- **Record extracts**

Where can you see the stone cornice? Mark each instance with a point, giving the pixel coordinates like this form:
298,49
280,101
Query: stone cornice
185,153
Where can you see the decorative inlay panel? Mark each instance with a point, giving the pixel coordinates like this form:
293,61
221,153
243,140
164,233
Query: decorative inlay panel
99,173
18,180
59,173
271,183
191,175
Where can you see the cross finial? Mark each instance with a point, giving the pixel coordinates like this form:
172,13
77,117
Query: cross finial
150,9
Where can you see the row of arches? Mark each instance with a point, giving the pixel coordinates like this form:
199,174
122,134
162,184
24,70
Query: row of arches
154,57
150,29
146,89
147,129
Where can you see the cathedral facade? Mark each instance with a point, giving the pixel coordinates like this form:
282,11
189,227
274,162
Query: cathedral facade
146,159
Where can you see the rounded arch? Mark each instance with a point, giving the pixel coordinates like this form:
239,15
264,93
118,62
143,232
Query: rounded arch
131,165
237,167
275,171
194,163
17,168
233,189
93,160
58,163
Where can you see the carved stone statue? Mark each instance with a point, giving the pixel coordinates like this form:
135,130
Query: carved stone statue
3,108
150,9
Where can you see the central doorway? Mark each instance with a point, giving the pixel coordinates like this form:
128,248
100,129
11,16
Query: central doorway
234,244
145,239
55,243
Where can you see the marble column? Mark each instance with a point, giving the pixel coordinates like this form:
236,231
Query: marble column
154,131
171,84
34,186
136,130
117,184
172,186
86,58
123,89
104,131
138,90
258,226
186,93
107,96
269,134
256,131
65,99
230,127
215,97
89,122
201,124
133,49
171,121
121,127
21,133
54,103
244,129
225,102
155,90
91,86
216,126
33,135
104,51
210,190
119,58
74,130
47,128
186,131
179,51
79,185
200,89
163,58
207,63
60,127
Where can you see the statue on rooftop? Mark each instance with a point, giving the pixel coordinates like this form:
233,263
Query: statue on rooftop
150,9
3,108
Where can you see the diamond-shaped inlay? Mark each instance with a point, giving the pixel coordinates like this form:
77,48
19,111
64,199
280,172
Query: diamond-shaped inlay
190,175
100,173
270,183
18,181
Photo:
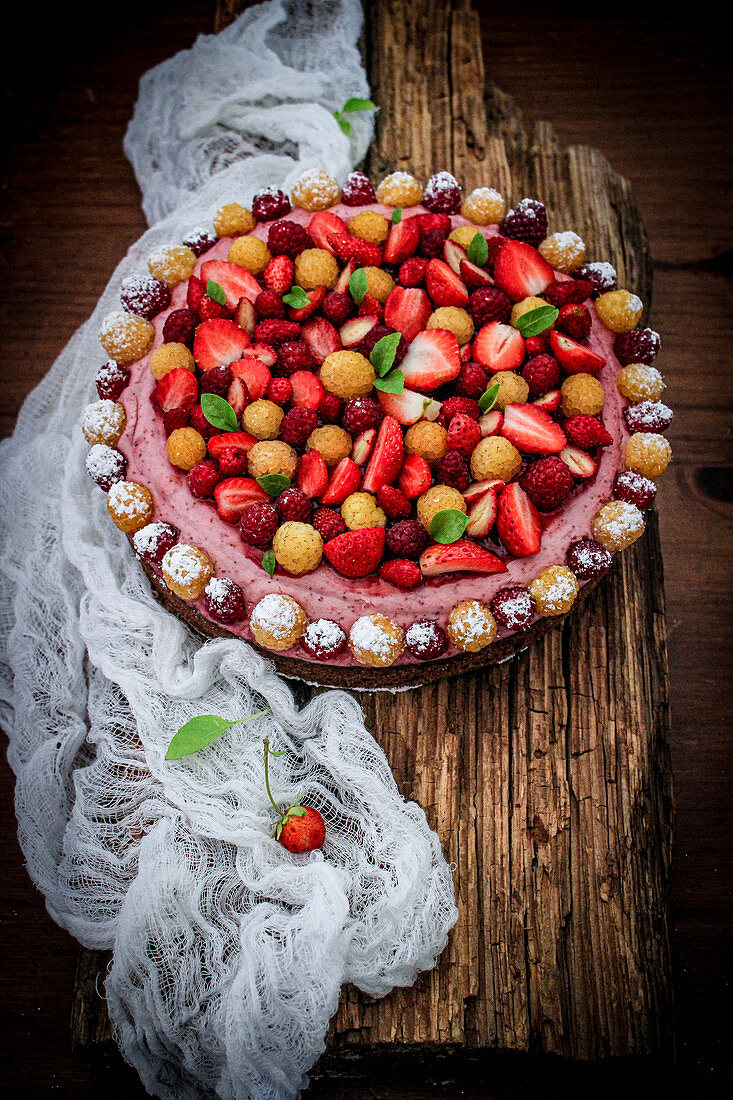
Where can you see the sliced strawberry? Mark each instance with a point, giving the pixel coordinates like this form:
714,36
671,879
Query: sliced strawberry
312,474
444,285
407,310
499,347
386,458
219,342
533,430
233,494
433,359
345,480
575,359
521,272
356,553
518,523
234,281
176,389
460,557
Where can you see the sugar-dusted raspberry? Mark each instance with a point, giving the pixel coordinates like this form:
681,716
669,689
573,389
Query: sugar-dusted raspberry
588,559
144,296
105,465
258,524
223,600
323,639
635,488
270,204
489,304
526,221
512,607
547,482
153,541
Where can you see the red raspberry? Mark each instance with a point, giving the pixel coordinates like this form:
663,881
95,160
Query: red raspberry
588,559
573,320
110,380
426,640
287,239
634,488
542,373
223,600
270,204
232,462
547,482
512,607
489,304
358,190
639,345
586,431
526,221
259,524
297,424
328,524
203,479
393,502
407,538
472,380
401,572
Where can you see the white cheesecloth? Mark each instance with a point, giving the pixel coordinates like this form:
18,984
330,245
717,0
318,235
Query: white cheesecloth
229,953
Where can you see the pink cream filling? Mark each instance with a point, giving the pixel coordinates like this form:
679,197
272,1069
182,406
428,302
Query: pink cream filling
325,593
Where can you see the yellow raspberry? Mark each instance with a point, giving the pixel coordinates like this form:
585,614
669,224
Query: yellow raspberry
582,394
232,219
315,190
361,509
331,441
172,265
376,640
438,498
483,207
400,189
370,226
564,251
272,457
471,626
297,547
316,267
494,457
647,453
185,447
277,622
251,253
170,358
186,570
620,310
554,590
639,383
616,525
347,374
262,419
455,320
126,337
130,505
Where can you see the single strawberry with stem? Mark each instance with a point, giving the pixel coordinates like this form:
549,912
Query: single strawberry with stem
298,827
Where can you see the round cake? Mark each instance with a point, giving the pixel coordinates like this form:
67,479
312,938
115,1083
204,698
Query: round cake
382,433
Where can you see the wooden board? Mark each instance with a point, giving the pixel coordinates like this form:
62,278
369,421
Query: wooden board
547,778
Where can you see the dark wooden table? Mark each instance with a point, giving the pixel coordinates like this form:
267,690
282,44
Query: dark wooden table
653,98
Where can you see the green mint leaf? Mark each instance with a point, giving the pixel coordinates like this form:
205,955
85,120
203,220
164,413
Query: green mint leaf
536,320
488,398
383,353
358,285
219,413
448,526
478,250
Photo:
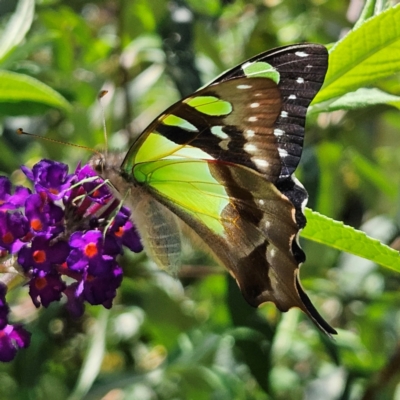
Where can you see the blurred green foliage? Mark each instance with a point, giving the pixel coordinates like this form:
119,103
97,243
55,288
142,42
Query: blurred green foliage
196,338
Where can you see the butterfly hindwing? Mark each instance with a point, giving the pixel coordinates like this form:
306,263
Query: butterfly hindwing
235,223
220,163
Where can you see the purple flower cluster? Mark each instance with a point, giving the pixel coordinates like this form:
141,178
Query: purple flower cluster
69,226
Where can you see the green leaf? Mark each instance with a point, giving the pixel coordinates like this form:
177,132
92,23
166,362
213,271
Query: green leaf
360,98
17,27
365,55
335,234
372,173
23,88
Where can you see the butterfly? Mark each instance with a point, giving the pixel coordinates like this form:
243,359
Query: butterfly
218,167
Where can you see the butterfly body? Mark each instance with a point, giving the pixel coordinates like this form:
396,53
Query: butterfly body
219,165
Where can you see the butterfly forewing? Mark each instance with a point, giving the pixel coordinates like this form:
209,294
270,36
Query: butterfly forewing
221,162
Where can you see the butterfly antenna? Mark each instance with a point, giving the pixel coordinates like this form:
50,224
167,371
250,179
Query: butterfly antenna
20,131
101,95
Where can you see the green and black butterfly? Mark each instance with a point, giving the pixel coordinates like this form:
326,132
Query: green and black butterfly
218,165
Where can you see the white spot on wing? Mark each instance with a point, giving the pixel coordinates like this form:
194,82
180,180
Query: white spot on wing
224,143
249,133
260,163
246,65
217,131
278,132
283,152
244,86
250,148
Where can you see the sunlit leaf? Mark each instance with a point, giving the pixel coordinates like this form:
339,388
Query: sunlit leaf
17,27
16,87
335,234
365,55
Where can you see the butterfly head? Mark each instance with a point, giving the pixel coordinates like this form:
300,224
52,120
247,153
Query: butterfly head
107,166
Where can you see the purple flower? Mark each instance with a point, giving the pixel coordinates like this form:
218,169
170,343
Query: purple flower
125,232
12,228
91,250
102,290
9,201
4,309
12,338
62,231
43,215
50,177
41,255
47,288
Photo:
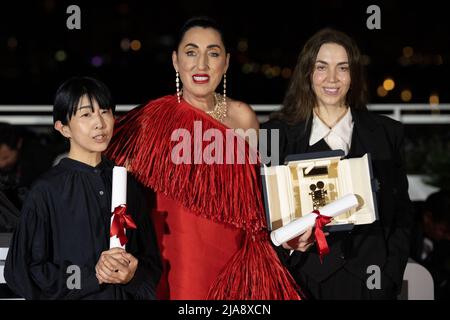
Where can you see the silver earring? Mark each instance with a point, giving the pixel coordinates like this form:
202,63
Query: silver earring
224,86
177,81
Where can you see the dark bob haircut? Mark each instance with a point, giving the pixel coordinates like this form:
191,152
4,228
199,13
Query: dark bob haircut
70,92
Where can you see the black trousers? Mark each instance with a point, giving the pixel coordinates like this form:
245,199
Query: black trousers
343,285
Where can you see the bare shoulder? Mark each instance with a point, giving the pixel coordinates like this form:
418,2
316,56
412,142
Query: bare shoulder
241,115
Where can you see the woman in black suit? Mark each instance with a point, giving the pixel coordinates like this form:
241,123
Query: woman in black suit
325,109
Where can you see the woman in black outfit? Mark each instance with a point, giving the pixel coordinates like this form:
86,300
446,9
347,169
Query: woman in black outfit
325,109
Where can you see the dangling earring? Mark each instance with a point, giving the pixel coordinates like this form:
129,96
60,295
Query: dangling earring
177,81
224,87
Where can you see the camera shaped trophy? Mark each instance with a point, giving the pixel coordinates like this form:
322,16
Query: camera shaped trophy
308,182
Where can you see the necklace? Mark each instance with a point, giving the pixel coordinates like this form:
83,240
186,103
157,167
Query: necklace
220,109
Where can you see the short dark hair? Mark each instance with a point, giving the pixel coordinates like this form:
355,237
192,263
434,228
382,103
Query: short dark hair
10,135
70,92
300,98
203,22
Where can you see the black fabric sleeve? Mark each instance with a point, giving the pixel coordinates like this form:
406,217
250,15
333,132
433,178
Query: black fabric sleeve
398,238
143,244
29,270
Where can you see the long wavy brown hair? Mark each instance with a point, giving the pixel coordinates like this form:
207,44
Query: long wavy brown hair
300,98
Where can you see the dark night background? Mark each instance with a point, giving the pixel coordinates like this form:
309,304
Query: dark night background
38,52
128,45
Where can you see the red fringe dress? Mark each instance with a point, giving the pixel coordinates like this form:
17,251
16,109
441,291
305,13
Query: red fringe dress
210,221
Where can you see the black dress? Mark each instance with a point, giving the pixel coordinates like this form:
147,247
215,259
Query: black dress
384,243
65,222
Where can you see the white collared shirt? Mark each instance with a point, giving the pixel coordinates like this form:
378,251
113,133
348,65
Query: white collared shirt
338,137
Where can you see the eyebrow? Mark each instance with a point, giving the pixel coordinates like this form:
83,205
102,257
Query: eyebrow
324,62
85,107
209,47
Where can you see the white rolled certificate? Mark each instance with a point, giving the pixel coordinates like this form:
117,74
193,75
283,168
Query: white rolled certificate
300,225
118,197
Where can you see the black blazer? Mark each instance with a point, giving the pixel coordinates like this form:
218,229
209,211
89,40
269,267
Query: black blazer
384,243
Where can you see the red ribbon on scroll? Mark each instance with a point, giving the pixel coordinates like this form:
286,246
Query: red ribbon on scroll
322,245
121,220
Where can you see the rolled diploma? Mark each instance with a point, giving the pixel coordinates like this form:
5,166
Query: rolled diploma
118,197
300,225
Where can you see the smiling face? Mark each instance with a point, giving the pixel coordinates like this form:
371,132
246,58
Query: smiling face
90,129
202,61
331,76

- **What you have to do**
Once you find the line with "Where can you see the sugar-dusted" in the entries above, output it and each line after it up to and including the line with "Where can you see the white cheesecloth?", and nothing else.

- **Written answer**
Where can you see the sugar-dusted raspberry? Mark each instance with a point, giving the pixel coordinates like this form:
681,716
669,689
573,389
Query: sugar-dusted raspberry
588,559
144,296
105,465
258,524
223,600
323,639
635,488
270,204
489,304
526,221
512,607
547,482
153,541
Where can you see the red raspberry? Mark each instance with a point, giving the pixel coordinates like this form:
663,881
95,160
Query: red raspberry
588,559
573,320
110,380
426,640
287,239
634,488
542,373
223,600
270,204
232,462
547,482
512,607
489,304
358,190
639,345
586,431
526,221
259,524
297,424
328,524
203,479
393,502
407,538
472,380
401,572
Where can you see the white cheesecloth? Mark each instance with a point, giving the pixel coordinates like this form:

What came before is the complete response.